[Collection entries]
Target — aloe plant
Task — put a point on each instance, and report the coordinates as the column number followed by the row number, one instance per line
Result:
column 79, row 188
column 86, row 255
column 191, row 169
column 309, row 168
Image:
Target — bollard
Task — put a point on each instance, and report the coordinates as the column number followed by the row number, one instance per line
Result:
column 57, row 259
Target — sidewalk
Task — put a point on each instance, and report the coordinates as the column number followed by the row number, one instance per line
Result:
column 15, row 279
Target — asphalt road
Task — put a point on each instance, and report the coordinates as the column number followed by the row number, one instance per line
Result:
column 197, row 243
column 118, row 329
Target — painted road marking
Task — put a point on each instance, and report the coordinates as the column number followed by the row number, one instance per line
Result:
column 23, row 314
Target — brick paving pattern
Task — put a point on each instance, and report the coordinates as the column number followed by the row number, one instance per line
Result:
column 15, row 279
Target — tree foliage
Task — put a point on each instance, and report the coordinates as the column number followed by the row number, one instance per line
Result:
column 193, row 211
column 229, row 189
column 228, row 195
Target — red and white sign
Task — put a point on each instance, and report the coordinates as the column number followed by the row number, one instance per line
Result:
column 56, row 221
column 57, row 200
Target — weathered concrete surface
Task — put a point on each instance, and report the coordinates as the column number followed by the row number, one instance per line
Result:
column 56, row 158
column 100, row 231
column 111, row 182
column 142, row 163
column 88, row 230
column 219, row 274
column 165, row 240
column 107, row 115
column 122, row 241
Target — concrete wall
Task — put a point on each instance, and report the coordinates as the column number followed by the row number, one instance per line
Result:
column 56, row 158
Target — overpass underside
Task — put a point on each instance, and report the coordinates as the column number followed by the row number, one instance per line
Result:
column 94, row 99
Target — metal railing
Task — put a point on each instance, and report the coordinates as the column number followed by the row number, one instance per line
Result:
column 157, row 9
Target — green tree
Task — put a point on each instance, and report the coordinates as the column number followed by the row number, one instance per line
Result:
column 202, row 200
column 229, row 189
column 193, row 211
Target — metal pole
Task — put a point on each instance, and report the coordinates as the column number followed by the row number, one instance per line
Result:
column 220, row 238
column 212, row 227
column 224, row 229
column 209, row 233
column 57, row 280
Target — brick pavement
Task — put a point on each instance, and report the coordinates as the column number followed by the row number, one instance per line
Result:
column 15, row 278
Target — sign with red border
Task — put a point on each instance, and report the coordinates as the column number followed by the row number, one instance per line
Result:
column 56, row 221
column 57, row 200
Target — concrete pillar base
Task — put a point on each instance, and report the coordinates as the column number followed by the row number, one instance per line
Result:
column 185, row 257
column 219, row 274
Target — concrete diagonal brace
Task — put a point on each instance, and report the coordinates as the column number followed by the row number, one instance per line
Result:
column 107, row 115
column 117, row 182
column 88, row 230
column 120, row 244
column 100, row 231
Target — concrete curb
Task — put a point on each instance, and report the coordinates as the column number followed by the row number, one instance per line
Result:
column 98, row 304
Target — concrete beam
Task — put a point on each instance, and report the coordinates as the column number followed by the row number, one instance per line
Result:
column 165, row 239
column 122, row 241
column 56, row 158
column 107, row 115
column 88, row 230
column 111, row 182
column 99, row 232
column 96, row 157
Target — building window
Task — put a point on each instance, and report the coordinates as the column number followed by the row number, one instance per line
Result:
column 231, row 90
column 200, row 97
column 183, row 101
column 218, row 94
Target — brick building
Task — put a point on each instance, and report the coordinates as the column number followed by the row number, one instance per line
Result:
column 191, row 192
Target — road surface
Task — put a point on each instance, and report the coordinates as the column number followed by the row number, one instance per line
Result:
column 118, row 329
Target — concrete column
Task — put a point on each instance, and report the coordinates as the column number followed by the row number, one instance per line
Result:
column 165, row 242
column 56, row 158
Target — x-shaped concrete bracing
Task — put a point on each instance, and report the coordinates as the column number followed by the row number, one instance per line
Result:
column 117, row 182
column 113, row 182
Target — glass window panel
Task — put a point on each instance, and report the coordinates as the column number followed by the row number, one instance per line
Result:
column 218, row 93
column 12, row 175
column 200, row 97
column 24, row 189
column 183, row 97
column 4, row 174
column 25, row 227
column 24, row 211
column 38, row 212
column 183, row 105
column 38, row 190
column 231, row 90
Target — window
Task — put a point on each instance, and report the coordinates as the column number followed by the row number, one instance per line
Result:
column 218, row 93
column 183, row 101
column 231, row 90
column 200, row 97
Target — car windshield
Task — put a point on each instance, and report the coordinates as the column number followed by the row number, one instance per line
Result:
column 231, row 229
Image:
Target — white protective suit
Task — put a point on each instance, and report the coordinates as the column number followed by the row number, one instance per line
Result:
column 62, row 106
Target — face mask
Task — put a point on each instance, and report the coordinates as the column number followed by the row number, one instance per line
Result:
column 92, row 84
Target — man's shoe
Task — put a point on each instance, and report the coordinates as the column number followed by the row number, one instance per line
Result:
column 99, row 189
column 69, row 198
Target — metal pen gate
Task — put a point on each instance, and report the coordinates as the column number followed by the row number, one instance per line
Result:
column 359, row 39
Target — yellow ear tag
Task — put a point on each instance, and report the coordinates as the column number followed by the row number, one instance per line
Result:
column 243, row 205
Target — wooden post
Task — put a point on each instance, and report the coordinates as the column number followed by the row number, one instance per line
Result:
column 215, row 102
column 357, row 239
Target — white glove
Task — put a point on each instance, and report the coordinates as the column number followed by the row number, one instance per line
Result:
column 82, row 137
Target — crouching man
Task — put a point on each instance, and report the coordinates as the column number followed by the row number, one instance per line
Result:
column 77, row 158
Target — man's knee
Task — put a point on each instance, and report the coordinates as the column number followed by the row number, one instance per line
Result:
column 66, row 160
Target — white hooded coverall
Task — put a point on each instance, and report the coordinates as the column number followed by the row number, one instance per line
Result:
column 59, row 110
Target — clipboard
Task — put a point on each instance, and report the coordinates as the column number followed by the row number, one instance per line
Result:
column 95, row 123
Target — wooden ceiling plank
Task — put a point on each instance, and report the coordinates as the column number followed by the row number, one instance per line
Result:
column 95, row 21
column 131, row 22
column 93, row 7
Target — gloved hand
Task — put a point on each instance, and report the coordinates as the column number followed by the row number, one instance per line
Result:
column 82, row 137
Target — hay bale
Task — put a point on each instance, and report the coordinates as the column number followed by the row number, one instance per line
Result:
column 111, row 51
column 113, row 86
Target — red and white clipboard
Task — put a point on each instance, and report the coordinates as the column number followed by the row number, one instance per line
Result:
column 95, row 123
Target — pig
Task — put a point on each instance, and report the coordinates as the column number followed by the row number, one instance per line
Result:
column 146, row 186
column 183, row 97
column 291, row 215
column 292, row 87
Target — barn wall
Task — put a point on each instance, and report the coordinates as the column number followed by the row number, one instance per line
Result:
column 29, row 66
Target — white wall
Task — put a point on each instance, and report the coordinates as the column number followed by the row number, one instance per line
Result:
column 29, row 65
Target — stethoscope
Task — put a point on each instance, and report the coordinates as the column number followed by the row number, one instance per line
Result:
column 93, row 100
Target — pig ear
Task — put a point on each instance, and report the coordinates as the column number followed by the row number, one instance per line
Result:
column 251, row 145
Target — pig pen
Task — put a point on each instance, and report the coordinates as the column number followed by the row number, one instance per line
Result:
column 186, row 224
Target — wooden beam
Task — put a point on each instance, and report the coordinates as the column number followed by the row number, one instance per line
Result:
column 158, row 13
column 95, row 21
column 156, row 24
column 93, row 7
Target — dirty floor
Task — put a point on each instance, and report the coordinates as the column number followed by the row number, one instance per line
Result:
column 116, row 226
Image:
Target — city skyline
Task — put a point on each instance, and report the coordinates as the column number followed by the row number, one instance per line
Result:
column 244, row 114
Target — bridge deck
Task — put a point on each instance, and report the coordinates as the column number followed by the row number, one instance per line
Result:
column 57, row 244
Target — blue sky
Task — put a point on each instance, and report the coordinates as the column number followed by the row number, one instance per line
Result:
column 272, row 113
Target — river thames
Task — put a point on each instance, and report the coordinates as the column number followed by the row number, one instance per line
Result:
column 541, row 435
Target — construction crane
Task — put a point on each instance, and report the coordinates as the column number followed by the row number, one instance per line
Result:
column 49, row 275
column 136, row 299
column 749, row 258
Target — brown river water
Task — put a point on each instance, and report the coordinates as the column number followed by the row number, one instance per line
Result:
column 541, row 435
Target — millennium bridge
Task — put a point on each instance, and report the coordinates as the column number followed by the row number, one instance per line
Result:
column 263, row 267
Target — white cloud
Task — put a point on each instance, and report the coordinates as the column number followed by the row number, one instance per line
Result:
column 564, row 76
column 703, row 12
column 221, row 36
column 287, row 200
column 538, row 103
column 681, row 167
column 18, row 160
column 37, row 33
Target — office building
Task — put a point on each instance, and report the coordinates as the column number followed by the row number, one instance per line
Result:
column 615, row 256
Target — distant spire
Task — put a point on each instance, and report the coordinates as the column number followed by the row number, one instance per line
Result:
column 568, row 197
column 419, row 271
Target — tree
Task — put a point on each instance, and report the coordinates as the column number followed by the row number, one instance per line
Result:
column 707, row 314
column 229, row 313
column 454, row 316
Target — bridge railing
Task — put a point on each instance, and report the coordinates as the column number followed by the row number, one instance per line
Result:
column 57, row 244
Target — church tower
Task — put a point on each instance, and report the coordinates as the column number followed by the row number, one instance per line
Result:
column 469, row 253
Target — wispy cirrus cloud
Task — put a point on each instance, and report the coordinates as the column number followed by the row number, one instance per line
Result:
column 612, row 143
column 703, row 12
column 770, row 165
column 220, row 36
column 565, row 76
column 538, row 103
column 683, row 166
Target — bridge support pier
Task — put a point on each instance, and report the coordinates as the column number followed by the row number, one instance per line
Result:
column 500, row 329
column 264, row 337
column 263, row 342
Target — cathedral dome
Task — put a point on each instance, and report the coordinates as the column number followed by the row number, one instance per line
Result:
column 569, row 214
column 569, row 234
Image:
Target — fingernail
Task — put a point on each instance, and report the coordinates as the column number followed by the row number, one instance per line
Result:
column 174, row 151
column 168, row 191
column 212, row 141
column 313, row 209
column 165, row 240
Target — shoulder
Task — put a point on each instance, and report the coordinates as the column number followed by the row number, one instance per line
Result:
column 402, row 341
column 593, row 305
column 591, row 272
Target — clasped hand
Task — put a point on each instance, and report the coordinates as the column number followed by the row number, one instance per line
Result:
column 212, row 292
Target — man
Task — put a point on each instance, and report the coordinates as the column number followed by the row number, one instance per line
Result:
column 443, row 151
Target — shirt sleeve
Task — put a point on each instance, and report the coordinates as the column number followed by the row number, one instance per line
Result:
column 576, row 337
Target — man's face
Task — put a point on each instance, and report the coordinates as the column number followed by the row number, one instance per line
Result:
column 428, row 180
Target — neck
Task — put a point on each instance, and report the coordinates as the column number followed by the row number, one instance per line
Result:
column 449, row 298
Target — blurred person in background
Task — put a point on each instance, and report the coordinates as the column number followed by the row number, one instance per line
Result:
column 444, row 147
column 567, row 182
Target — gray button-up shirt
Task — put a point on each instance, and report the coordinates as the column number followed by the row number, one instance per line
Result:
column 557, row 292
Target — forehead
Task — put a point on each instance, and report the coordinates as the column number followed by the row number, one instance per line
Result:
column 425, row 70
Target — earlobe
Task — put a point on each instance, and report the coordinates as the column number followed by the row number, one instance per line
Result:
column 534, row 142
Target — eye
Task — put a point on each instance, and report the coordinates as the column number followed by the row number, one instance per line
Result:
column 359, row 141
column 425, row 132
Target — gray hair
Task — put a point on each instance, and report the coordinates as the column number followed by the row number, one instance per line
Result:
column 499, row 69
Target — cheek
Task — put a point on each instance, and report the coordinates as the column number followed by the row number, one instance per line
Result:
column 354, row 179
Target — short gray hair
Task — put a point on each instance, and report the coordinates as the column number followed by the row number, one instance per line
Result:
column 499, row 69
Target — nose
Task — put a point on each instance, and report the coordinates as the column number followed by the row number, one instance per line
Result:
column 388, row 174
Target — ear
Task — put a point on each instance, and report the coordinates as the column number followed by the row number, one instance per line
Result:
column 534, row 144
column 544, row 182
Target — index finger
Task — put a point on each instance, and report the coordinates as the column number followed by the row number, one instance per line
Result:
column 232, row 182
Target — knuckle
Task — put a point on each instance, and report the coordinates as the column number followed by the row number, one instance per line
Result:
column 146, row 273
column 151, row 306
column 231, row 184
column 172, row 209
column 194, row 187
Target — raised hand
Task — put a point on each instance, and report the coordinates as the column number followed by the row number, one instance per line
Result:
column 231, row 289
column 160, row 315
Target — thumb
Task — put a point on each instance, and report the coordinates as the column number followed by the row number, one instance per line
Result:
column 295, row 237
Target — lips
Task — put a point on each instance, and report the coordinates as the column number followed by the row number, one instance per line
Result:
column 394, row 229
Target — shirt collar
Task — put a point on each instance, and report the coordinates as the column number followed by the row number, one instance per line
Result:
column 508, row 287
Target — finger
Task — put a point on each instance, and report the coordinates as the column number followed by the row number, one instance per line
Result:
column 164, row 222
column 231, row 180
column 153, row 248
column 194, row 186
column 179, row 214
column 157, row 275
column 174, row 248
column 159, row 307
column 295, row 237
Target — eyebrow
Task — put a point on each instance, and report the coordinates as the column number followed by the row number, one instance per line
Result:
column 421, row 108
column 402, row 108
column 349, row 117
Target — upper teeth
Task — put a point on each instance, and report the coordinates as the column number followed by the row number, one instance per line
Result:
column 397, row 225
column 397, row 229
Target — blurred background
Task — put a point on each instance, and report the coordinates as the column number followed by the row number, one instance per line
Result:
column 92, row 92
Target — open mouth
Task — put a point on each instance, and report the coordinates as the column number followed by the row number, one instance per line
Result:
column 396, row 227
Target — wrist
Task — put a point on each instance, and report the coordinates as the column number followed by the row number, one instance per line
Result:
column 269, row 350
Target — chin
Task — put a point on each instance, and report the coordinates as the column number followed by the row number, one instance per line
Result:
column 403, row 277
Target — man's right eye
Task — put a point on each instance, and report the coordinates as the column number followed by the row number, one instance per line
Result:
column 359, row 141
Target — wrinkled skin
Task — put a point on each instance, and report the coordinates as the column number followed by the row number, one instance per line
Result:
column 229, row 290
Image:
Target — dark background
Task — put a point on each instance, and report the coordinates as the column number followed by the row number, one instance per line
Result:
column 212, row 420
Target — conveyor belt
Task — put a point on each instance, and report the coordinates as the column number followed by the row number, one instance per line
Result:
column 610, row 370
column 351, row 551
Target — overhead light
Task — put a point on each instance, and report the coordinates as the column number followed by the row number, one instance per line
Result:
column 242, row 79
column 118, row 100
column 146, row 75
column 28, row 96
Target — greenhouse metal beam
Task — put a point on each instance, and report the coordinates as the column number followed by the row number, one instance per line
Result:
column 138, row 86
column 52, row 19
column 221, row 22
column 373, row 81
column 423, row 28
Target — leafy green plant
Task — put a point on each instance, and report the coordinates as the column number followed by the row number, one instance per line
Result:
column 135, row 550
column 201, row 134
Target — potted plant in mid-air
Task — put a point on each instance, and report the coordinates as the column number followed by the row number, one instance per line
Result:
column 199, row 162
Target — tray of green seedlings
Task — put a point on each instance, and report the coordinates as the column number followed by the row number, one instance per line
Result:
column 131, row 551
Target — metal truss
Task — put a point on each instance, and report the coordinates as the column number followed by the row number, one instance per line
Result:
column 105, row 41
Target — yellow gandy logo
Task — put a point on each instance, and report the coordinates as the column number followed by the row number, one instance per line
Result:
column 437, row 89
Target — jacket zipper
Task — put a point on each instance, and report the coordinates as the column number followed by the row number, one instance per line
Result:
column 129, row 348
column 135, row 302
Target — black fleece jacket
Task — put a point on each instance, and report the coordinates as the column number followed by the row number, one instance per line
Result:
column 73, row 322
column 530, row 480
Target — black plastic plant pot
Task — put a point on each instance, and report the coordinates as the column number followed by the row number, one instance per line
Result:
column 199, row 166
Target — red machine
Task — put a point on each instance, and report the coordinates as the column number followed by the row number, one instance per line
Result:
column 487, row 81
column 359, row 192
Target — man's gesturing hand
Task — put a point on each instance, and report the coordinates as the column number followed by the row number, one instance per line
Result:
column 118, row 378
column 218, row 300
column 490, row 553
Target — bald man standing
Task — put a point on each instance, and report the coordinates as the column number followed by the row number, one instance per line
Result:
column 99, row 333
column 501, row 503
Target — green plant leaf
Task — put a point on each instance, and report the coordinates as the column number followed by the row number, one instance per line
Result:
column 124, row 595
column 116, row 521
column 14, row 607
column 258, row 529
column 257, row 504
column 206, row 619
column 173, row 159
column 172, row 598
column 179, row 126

● Task goal
A single number is the whole answer: how many lines in the entries hold the word "metal".

● Your response
5